# Excerpted records
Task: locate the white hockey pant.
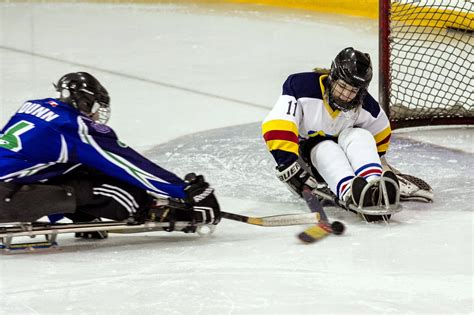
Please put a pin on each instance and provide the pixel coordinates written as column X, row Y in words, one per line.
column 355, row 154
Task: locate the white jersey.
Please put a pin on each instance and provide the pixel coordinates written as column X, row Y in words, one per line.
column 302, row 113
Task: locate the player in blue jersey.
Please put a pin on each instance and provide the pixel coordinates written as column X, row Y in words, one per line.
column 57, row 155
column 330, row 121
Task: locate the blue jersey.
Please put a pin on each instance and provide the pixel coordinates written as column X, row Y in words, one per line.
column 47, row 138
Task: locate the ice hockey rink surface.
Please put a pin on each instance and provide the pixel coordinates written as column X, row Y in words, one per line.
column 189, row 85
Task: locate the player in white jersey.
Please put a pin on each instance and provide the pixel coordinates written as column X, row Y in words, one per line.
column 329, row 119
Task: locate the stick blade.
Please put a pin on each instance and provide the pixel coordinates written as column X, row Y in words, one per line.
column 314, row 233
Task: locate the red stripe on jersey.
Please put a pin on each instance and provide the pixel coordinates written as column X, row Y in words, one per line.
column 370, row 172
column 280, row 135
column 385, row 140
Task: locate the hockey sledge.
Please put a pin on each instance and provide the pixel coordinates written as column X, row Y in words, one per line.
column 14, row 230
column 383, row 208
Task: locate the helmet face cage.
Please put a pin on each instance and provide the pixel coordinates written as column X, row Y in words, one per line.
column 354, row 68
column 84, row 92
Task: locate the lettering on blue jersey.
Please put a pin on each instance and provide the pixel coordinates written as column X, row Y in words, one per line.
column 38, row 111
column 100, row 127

* * *

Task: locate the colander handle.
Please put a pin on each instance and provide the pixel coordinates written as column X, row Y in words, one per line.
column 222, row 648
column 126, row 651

* * *

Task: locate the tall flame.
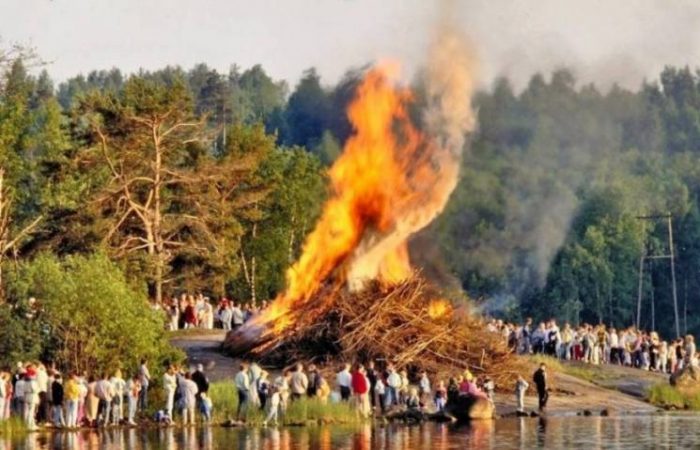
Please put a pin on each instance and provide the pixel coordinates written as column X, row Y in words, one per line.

# What the task requires
Pull out every line of the data above that contains the word "white" and copy each such line in full.

# Solution to the problem
Task: locate the white hockey pant.
Task: locate the white jersey.
Task: locate the player in white jersey.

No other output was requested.